## start Selected text

Shukla also told the Mahwah police that Dow shouted obscenities and called him a “dirty Indian.”

“My six-year-old daughter crouched in the back of the car, screaming as I was attacked and is totally traumatized by the incident,” Shukla told the police.

His daughter verified what happened to her father asking police again and again, “Why?  Why did he hit my papa?”

Camera footage from a nearby Shoprite corroborated Shukla’s version of events that unfolded on that evening. Footage showed an unidentified man approaching the driver’s side of Shukla’s car.

“The hatred that was directed at me is something that I will never understand. I am just concerned for my family’s well-being and safety at this point, especially given the fact that the assailant lives just down the street from the temple and my residence,” Shukla said in a statement to the media.

In an interview with WNYC, Shukla, 43, said he regularly took walks in the area of the temple, for health reasons, and often in Indian clothing. These walks usually took him past Dow’s home. He worried that Dow had witnessed him during these walks and developed animosity toward him. Since the assault Shukla said he has stopped going on walks.

“When I’m talking with you, my heart is shaking. I’m not really in good strength right now,” Shukla added.

“Ten years we’re living here and we’re not bothering anyone, and this happened,” said Shukla, who does not take his daughter to the nearby playground anymore. “I don’t understand why they do this.”

## end Selected text
## start Listed records

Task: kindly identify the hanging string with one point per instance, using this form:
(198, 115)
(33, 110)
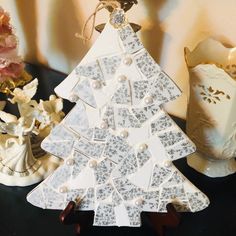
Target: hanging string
(101, 5)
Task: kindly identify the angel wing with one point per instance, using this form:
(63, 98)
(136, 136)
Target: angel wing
(24, 95)
(7, 117)
(2, 105)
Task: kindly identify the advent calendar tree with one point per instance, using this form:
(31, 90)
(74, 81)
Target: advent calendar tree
(117, 142)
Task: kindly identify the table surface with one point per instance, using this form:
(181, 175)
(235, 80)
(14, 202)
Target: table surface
(20, 218)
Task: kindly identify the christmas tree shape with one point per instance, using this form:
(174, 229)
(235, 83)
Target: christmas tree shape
(117, 142)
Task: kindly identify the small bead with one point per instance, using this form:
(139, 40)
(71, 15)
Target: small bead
(104, 125)
(63, 189)
(73, 98)
(124, 134)
(143, 147)
(122, 78)
(96, 84)
(127, 61)
(92, 164)
(148, 100)
(70, 162)
(167, 163)
(139, 202)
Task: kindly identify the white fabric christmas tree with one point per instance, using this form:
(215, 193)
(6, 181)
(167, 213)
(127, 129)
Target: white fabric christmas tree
(117, 142)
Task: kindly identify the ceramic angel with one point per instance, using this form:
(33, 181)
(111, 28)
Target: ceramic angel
(117, 142)
(16, 127)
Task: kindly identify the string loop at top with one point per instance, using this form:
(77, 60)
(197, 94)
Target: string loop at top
(101, 5)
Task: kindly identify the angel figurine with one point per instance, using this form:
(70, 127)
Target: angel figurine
(21, 161)
(16, 127)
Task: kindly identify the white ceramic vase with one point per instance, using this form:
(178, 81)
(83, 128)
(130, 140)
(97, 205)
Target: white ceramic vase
(211, 116)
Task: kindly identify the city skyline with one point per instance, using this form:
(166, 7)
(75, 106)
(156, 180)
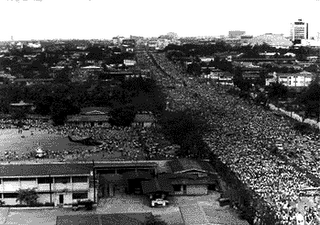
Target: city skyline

## end Listed records

In the text about the attack on Shukla, what corroborated his version of the events?

** Final result **
Camera footage from a nearby Shoprite.